What you have to do
Please copy out the Star Trek episode commentary below in full, with every word and mark unchanged.

-- Text section follows --

As mentioned elsewhere, Khan's middle name is a shout-out to one of Gene Roddenberry's old Pan Am buddies, who returned to China during the events of the Cultural Revolution and was never heard from again.Montalban is fantastic. Really, 'nuff said, but he somehow conveys both a man of the past and future (as the 90s were, obviously, to the 60s) seamlessly. His sense of physical and intellectual superiority is in every glance and line. (Uncomfortably, at times.)
George Lucas said that because of his friendship with Francis Ford Coppola, he knows what the great men of history must have been like in person, their deadly charisma, personal magnetism, grandiose ambition, paranoia, etc. The same can be said of Khan and "Space Seed."
The Romulans are rarely used effectively outside of TOS, and their introduction here is arguably their finest portrayal. (They come across pretty good in TNG, I guess, but I vastly prefer their outfits and ship design in TOS.)
Mark Lenard pretty much showed all future actors what a Romulan is like. (Someone should have told John Logan.) His performance is pretty much flawless. I ranked this one way too low in my original runthrough; it's just such a masterpiece.
As is:
Another masterpiece of an episode, another of Trek's most iconic creations. The idea of a Lizard Starfleet out there with warp ships and what not remains untapped in the franchise. (Ditto for the Warp Speed Dinosaurs of Voyager.)
Eugene Myers summarizes the theme pretty well: "Though Kirk wins the battle because of his intelligence, true victory comes from his display of mercy and compassion for his violent opponent. We’re meant to learn a lesson when Kirk overcomes his assumptions about the Gorn, which were based on his appearance and misinterpreted actions, and chooses a peaceful way of settling their dispute."
I hold out hope that someday this might still, eventually, be said about homo sapiens sapiens.

-- Text section concluded --
-- Dataset follows --

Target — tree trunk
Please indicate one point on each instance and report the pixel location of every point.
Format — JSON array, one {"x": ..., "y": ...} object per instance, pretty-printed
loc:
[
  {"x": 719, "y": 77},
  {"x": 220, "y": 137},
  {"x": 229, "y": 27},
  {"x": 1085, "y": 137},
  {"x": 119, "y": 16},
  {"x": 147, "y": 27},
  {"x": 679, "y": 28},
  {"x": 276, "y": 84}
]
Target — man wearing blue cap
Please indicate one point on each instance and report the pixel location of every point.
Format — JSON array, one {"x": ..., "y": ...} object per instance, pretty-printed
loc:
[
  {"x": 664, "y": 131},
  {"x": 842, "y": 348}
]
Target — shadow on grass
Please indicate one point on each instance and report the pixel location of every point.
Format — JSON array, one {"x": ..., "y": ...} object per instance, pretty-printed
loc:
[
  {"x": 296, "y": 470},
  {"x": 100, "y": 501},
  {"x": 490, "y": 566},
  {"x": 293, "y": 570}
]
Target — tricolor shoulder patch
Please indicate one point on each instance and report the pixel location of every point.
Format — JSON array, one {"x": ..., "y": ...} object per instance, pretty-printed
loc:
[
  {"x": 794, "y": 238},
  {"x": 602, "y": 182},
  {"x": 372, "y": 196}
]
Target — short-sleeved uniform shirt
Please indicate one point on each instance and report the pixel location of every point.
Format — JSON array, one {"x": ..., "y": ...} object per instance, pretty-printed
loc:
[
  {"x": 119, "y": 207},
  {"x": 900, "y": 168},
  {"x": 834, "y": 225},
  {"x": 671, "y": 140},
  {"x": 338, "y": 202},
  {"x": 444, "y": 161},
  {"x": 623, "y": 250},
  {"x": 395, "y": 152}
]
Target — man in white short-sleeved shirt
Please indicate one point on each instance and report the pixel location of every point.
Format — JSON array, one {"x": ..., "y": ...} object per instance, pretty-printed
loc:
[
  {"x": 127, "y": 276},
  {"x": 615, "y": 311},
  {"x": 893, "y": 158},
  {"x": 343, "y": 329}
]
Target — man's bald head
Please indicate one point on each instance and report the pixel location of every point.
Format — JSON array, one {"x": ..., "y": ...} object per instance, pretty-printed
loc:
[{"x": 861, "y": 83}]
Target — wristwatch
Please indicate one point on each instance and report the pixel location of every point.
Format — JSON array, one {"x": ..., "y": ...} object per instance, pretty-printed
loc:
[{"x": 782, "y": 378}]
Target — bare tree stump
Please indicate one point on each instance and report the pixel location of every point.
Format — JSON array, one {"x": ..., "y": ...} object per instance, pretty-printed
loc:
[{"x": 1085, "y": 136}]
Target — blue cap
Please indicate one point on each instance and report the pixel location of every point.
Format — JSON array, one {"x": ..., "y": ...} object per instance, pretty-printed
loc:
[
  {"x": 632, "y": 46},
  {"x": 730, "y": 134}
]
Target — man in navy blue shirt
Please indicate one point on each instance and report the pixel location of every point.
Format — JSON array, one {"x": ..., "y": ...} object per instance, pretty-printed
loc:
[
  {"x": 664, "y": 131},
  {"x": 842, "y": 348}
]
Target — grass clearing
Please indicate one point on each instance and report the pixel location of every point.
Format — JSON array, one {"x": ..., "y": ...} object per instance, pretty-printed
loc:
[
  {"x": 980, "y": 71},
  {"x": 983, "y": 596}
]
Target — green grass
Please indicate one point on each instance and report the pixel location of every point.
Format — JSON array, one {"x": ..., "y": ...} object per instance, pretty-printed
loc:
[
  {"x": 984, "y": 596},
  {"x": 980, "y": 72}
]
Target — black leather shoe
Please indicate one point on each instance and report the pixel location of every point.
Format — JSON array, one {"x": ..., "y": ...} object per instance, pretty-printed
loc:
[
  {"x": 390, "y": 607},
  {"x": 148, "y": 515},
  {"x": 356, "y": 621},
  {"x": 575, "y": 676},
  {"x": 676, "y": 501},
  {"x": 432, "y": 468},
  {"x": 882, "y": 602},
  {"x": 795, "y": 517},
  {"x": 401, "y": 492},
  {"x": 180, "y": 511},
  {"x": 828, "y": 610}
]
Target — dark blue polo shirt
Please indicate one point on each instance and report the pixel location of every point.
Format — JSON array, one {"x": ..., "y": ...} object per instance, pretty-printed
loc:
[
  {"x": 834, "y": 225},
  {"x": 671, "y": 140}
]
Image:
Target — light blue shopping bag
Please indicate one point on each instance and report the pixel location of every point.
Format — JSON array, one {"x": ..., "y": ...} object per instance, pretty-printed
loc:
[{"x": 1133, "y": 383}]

-- Dataset concluded --
-- Dataset follows --

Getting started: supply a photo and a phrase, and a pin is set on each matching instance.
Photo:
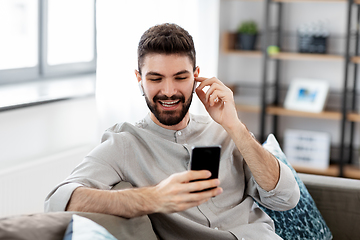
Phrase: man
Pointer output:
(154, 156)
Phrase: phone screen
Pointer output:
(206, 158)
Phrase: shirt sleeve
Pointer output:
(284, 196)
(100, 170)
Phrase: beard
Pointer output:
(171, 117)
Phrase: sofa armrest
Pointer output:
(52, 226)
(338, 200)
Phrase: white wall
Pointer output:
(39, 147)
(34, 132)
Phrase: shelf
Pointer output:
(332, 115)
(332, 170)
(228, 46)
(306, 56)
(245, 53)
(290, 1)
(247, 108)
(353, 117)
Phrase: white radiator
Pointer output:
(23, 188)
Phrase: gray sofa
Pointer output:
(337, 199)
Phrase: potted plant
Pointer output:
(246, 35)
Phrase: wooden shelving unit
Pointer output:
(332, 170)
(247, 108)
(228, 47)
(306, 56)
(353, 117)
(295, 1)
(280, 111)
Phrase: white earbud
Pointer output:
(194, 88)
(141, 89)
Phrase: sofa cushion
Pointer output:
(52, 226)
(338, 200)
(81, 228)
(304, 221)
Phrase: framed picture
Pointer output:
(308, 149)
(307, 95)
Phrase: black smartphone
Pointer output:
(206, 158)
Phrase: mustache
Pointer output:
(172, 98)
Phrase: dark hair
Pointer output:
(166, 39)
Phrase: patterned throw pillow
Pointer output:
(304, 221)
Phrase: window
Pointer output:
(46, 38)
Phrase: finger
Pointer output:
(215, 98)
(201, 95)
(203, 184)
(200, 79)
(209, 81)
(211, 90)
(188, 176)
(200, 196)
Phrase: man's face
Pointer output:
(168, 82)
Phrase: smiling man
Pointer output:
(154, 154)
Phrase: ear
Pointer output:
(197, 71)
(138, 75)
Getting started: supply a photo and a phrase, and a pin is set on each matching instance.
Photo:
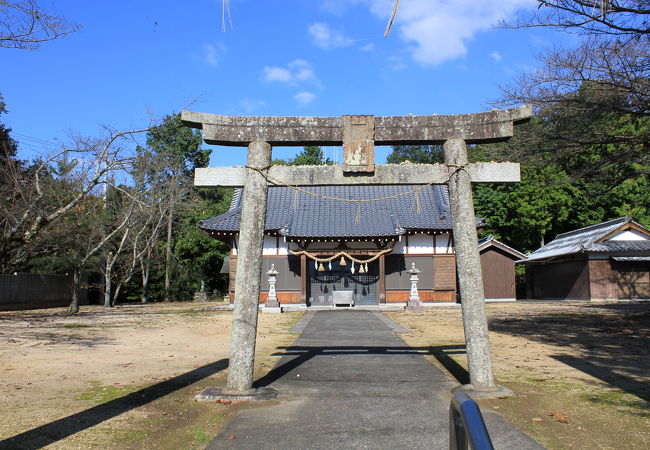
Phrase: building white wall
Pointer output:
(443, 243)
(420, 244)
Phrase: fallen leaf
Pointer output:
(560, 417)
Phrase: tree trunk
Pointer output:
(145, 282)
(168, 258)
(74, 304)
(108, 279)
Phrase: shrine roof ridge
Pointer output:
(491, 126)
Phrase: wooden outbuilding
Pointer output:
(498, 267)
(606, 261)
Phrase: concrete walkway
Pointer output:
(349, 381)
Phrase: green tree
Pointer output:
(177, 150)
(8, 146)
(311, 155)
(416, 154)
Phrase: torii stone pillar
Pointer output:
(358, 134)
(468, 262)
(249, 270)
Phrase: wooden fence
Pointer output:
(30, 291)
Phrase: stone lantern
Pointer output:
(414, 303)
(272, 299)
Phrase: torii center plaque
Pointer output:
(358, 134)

-- Dataset concluded --

Response for this exercise
As mentioned elsewhere, Khan's middle name is a shout-out to one of Gene Roddenberry's old Pan Am buddies, who returned to China during the events of the Cultural Revolution and was never heard from again.Montalban is fantastic. Really, 'nuff said, but he somehow conveys both a man of the past and future (as the 90s were, obviously, to the 60s) seamlessly. His sense of physical and intellectual superiority is in every glance and line. (Uncomfortably, at times.)
George Lucas said that because of his friendship with Francis Ford Coppola, he knows what the great men of history must have been like in person, their deadly charisma, personal magnetism, grandiose ambition, paranoia, etc. The same can be said of Khan and "Space Seed."
The Romulans are rarely used effectively outside of TOS, and their introduction here is arguably their finest portrayal. (They come across pretty good in TNG, I guess, but I vastly prefer their outfits and ship design in TOS.)
Mark Lenard pretty much showed all future actors what a Romulan is like. (Someone should have told John Logan.) His performance is pretty much flawless. I ranked this one way too low in my original runthrough; it's just such a masterpiece.
As is:
Another masterpiece of an episode, another of Trek's most iconic creations. The idea of a Lizard Starfleet out there with warp ships and what not remains untapped in the franchise. (Ditto for the Warp Speed Dinosaurs of Voyager.)
Eugene Myers summarizes the theme pretty well: "Though Kirk wins the battle because of his intelligence, true victory comes from his display of mercy and compassion for his violent opponent. We’re meant to learn a lesson when Kirk overcomes his assumptions about the Gorn, which were based on his appearance and misinterpreted actions, and chooses a peaceful way of settling their dispute."
I hold out hope that someday this might still, eventually, be said about homo sapiens sapiens.